> CONSIGNE
Restituez sous forme de liste JSON de chaînes le passage des données allant de la ligne qui contient "the öbb logo" jusqu'à celle qui contient "pixel 654 451", ces deux lignes comprises. Mettez une chaîne par ligne et laissez de côté les lignes vides.

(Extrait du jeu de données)
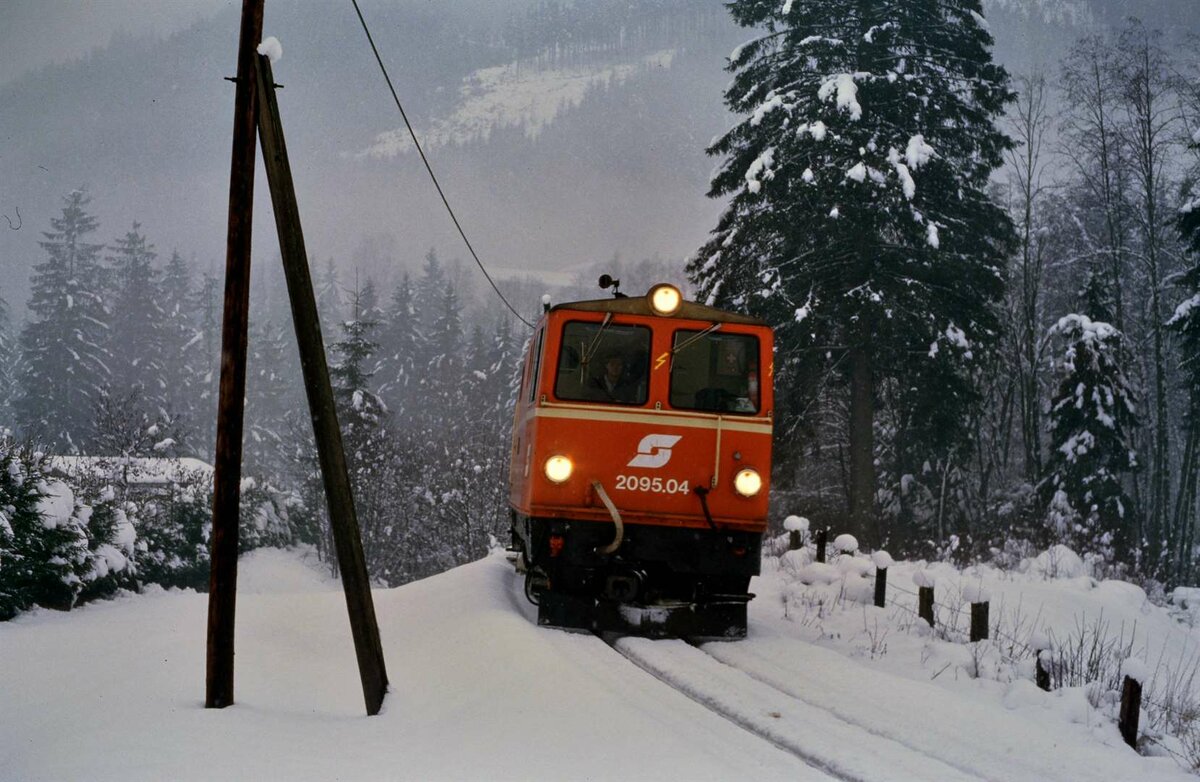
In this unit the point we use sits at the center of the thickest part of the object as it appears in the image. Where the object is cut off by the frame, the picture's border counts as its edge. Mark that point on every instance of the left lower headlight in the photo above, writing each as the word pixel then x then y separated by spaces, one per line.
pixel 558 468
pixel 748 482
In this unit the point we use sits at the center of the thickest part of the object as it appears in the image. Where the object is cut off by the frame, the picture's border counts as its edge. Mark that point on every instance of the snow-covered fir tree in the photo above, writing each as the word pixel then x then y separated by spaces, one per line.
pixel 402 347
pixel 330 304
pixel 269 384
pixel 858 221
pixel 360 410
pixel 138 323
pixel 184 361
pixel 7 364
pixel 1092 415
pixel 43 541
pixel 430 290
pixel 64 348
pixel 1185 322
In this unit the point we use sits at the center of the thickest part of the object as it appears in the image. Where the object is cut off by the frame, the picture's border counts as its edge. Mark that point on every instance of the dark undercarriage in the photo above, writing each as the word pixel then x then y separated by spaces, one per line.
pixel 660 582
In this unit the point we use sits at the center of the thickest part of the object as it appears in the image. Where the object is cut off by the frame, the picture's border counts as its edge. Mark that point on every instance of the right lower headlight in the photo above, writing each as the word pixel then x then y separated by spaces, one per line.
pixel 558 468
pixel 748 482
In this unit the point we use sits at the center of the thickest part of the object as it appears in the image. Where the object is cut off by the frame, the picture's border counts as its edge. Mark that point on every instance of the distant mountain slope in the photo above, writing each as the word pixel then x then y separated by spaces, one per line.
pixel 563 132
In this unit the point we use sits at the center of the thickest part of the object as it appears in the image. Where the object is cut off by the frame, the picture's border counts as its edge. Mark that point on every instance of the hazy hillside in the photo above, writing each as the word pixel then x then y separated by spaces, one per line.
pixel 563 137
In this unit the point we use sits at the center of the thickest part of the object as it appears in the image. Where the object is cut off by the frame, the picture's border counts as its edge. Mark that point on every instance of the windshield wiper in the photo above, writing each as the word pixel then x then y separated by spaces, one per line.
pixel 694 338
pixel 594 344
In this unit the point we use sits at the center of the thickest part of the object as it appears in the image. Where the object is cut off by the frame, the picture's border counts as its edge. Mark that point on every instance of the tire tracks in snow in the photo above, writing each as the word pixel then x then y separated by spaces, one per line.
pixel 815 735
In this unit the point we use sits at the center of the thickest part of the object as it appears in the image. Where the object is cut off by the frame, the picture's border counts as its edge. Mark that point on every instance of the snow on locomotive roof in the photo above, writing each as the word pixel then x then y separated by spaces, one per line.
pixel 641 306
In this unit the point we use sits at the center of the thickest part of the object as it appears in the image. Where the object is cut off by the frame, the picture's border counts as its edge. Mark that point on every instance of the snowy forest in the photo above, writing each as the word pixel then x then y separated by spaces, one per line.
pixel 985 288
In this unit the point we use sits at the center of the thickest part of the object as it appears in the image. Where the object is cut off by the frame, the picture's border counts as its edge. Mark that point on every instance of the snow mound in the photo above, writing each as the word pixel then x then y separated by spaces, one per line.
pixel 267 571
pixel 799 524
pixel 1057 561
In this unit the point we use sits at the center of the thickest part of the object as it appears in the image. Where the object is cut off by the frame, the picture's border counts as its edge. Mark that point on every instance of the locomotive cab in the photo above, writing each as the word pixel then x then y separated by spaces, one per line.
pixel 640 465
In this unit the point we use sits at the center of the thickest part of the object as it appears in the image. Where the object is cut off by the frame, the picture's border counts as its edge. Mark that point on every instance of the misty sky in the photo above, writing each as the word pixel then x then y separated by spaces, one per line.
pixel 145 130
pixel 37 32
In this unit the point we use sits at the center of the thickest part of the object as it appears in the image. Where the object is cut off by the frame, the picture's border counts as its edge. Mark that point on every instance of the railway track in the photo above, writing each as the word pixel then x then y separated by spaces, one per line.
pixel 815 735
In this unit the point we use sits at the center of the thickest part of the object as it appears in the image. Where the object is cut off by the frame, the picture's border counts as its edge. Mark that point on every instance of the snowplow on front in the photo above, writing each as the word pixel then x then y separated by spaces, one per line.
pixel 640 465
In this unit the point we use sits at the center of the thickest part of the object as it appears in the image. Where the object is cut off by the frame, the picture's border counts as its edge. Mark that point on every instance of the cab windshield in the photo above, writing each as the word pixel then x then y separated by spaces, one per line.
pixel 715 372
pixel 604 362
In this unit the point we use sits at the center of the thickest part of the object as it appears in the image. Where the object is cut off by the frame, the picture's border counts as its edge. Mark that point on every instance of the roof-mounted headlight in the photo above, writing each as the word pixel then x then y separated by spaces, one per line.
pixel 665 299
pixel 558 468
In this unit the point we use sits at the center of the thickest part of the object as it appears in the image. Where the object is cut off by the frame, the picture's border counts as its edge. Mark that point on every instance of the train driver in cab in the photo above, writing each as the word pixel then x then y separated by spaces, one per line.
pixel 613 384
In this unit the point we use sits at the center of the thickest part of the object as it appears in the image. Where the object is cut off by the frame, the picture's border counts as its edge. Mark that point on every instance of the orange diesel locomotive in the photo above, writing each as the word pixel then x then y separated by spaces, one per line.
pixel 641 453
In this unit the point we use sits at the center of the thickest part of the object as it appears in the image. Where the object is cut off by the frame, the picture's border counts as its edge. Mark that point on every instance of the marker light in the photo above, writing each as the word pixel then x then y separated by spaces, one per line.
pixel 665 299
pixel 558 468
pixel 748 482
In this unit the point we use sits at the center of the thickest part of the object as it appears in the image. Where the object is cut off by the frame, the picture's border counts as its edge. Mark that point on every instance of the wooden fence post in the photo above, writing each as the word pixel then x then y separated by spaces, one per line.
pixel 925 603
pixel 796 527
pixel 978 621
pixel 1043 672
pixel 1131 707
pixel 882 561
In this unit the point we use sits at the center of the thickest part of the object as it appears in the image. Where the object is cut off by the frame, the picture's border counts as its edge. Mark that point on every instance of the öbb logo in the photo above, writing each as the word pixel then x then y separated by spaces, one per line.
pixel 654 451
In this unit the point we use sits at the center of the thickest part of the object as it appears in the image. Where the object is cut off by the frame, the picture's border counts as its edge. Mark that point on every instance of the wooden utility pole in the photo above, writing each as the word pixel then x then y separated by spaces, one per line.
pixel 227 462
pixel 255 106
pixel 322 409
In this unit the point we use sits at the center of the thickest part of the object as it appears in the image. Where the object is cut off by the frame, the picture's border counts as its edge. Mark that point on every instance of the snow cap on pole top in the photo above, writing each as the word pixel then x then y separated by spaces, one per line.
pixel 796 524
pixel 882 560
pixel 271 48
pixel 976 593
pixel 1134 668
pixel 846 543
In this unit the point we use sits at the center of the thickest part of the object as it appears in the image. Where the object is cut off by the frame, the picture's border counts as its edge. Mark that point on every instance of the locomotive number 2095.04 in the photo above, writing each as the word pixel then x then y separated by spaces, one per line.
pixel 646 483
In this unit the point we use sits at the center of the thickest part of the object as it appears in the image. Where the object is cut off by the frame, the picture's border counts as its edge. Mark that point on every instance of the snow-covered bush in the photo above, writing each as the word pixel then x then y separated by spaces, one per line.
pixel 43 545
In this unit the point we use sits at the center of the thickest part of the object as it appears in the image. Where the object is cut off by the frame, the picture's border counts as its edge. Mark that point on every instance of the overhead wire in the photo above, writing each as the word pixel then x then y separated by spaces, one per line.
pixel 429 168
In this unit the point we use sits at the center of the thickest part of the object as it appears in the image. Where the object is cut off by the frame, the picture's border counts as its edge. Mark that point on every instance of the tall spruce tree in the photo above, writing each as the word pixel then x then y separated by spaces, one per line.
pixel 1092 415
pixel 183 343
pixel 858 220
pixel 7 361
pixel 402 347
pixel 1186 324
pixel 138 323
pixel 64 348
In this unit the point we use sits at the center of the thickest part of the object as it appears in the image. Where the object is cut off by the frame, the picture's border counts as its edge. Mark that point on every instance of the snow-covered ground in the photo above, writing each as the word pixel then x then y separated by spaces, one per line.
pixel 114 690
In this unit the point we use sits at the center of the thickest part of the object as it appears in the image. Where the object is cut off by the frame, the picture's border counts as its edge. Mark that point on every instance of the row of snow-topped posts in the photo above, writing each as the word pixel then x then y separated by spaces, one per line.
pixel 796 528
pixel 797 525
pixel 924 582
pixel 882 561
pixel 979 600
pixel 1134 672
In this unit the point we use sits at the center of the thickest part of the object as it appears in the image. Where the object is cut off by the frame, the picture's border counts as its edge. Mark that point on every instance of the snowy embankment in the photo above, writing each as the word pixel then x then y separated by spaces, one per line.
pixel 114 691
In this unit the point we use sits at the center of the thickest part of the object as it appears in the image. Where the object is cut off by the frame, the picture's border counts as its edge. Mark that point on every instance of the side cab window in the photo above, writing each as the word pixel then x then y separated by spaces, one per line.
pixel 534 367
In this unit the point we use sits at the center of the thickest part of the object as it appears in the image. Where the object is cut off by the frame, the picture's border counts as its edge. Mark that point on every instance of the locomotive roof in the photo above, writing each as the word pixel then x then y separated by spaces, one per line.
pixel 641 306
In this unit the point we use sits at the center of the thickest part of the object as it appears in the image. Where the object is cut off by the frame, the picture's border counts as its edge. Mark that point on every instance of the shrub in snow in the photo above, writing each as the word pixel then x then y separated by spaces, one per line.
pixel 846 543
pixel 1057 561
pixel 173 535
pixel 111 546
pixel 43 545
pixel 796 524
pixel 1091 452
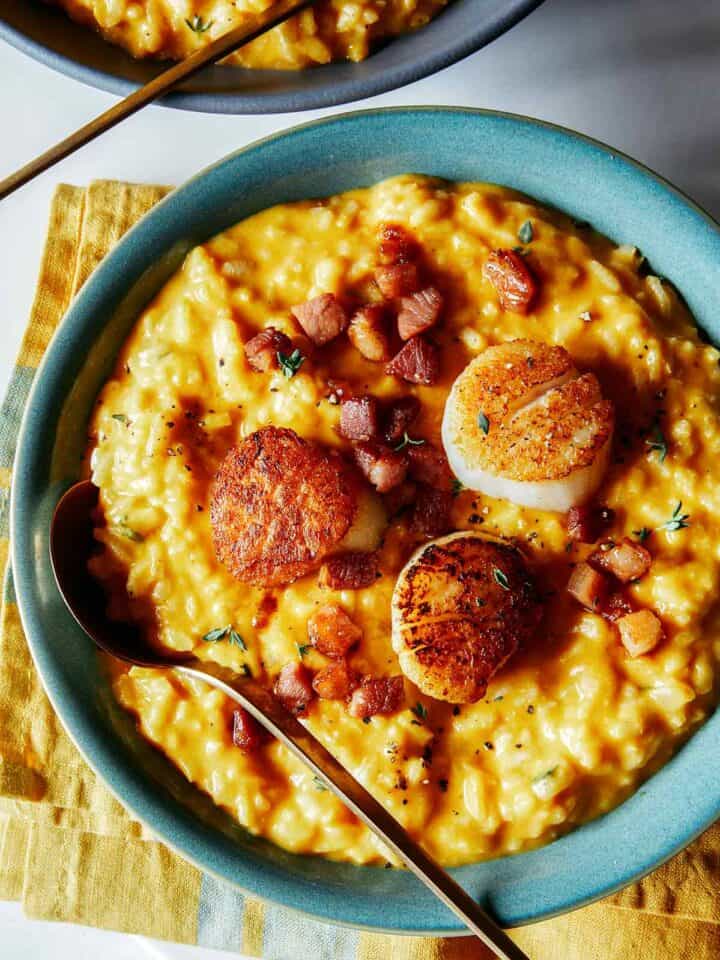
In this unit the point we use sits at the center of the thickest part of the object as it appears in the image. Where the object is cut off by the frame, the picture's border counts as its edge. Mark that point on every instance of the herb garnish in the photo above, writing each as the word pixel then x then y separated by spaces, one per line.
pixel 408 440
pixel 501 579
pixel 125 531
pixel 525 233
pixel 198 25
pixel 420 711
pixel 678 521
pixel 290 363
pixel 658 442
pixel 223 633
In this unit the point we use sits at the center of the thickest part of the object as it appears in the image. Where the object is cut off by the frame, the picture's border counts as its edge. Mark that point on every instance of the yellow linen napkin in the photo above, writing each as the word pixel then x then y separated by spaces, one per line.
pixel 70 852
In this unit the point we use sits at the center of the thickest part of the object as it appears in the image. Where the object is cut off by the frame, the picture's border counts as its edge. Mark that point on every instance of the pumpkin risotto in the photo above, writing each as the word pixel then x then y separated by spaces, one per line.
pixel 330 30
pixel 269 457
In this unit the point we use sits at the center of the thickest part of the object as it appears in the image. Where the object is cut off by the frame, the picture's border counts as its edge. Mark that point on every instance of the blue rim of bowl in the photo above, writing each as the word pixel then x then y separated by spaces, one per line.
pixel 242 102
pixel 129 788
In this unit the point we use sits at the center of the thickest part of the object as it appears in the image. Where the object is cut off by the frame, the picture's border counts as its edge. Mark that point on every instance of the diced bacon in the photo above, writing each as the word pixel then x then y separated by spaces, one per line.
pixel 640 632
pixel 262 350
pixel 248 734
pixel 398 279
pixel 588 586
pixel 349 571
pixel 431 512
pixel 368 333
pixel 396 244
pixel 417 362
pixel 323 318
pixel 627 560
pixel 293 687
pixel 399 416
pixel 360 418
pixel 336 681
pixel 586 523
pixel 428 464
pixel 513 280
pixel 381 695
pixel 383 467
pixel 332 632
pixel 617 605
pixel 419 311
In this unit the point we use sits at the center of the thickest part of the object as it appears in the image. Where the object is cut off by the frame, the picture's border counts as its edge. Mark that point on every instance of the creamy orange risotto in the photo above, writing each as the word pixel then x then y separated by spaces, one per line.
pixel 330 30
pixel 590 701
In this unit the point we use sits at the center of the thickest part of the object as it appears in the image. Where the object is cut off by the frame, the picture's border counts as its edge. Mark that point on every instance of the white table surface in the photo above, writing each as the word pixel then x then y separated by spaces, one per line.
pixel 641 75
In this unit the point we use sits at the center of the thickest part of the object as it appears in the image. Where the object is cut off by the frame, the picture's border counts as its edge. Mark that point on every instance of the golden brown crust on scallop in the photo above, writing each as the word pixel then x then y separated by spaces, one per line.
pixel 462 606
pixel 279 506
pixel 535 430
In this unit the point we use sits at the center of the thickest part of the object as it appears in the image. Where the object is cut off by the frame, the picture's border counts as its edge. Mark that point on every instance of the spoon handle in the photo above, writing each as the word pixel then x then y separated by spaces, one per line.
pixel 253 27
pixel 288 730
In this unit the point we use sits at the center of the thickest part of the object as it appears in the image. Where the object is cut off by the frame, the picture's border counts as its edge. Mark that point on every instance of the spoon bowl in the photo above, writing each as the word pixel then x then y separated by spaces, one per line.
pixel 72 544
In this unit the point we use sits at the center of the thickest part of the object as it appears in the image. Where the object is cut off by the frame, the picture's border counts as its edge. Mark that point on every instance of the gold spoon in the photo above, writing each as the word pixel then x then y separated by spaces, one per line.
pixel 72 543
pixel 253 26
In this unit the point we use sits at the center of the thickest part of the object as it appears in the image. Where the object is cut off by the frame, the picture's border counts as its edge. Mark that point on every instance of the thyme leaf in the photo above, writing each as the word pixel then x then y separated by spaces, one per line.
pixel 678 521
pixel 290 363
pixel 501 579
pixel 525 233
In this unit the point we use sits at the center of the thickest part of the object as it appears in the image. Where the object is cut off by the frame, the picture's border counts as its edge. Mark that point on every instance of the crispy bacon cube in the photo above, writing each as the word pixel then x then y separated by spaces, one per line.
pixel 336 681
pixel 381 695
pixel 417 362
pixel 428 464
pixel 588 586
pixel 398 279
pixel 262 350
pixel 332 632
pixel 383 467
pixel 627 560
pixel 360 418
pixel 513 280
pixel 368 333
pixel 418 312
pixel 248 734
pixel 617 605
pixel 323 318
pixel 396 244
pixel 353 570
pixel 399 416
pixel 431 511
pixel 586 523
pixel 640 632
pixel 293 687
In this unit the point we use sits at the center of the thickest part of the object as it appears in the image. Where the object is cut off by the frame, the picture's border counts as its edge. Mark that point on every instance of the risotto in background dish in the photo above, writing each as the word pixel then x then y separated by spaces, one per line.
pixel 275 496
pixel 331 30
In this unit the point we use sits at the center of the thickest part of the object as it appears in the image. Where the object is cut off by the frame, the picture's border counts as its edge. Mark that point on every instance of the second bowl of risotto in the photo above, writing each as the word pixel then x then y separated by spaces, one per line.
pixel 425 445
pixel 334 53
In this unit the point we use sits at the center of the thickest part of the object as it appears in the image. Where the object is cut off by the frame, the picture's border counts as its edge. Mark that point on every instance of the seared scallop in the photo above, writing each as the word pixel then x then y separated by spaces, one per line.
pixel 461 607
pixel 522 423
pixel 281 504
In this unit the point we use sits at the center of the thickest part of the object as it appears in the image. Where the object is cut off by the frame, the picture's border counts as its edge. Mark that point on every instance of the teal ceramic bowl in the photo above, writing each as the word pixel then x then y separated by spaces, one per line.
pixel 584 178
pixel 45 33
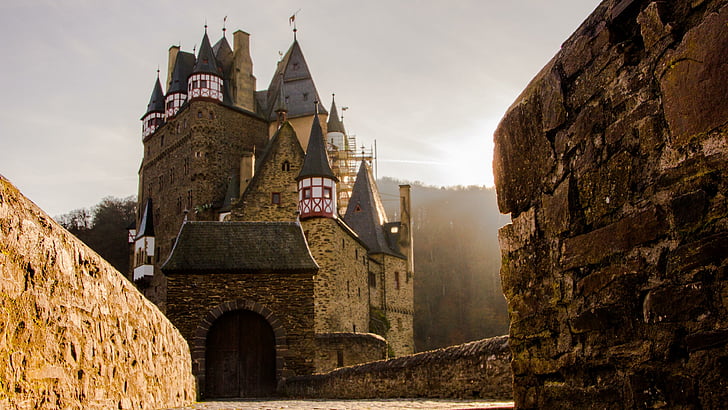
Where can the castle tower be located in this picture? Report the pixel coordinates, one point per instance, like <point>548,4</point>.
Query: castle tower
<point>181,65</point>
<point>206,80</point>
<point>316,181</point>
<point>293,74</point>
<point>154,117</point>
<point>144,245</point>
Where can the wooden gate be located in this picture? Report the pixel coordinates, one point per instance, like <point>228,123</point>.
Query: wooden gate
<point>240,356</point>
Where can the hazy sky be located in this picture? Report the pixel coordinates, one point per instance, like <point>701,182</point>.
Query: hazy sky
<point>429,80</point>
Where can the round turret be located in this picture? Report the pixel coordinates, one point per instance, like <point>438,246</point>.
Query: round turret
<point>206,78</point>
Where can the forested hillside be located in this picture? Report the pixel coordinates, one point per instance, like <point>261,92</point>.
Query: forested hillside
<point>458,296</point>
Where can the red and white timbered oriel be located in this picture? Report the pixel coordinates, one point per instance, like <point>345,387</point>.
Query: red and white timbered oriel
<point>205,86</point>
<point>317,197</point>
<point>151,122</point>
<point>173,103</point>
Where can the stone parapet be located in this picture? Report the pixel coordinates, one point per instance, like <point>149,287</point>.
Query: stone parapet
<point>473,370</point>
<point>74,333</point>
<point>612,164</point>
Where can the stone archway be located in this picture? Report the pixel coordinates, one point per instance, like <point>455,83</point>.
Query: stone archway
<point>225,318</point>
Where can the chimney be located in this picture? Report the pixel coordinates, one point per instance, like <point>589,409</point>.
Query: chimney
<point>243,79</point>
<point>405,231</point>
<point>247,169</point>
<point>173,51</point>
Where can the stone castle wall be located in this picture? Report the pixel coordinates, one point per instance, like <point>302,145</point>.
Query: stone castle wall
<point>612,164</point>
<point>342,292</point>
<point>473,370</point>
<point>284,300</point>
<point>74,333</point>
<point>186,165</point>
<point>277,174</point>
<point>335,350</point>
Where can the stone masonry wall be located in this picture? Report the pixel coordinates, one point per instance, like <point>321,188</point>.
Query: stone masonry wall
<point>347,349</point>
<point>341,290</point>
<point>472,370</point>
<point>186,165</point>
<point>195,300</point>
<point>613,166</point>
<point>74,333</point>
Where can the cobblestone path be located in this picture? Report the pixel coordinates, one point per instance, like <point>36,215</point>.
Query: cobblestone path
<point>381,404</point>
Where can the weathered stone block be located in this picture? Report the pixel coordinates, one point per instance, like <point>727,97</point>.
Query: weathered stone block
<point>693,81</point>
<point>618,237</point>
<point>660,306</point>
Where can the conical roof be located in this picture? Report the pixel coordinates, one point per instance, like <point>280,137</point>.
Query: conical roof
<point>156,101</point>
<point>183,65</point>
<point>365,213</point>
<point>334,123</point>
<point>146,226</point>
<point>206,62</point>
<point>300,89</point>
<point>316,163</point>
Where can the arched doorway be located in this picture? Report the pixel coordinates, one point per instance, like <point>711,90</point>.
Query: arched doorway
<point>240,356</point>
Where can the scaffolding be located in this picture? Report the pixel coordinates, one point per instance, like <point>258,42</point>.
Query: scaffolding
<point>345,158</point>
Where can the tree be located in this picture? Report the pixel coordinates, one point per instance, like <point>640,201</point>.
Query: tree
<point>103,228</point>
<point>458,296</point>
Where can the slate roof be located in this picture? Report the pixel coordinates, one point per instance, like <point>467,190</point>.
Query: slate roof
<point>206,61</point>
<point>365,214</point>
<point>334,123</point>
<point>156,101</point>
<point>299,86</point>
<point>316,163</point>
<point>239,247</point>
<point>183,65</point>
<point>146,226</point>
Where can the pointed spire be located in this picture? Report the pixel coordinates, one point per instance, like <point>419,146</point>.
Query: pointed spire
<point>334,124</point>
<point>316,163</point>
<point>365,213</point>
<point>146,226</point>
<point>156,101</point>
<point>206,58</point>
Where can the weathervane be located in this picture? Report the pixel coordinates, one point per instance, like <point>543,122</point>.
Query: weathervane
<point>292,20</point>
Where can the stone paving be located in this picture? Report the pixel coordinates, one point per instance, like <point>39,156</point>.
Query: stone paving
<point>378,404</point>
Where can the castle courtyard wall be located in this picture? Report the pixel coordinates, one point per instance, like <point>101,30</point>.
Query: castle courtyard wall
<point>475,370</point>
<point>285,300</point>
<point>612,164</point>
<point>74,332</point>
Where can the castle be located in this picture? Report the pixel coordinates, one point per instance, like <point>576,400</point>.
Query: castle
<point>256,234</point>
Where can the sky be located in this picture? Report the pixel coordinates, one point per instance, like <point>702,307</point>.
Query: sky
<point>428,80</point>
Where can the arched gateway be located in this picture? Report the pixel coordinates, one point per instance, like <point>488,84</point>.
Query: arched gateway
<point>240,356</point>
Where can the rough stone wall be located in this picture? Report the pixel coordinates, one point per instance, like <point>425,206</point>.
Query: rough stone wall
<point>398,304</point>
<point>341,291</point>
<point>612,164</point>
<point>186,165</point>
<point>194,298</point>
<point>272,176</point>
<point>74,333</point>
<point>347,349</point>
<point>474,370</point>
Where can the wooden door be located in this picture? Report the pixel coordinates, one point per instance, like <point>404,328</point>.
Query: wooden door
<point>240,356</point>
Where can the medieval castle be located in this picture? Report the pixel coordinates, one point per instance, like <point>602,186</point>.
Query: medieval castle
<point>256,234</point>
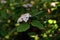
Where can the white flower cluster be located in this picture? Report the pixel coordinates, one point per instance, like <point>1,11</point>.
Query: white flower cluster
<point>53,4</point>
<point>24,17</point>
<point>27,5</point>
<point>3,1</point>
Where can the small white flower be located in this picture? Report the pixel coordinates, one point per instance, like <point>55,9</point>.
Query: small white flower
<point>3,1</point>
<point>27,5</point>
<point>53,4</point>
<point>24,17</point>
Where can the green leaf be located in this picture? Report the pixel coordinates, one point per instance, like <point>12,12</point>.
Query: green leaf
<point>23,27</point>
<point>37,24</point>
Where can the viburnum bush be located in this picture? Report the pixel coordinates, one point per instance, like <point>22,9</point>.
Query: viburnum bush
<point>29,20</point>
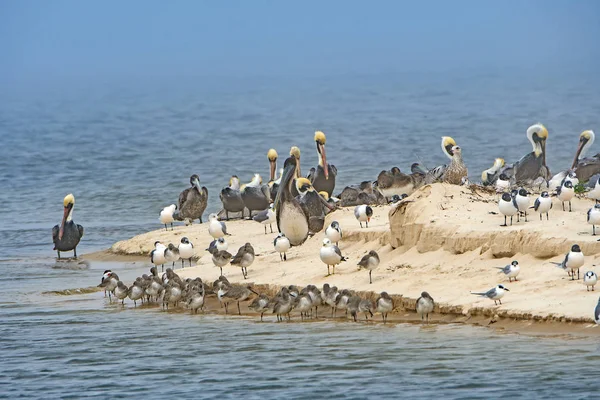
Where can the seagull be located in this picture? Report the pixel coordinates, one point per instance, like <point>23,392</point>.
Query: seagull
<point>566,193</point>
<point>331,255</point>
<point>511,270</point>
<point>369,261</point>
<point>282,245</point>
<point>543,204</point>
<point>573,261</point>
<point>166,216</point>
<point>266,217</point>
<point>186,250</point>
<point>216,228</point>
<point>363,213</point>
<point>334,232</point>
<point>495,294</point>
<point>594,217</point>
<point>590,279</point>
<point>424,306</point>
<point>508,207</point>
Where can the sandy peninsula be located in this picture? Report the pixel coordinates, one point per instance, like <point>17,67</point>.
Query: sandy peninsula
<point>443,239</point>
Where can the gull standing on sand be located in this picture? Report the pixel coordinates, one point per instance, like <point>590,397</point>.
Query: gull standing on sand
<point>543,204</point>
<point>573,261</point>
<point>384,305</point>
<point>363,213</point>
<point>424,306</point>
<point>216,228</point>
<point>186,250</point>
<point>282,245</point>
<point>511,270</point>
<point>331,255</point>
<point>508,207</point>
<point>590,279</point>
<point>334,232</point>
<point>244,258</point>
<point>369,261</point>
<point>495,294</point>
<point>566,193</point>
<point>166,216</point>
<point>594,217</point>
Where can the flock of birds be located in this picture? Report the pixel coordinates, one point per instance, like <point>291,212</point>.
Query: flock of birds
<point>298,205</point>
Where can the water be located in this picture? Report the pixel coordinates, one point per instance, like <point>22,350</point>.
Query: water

> RÉSULTAT ATTENDU
[
  "In this unit the point we use sits at the center of the thickest part of the object as it appears in the image. Where the object is cut off by the frame, the picture's border counts as its edge. Mark that point on every instance of the öbb logo in the photo above, writing each as the word pixel then x then y separated by spaces, one per line.",
  "pixel 654 451"
]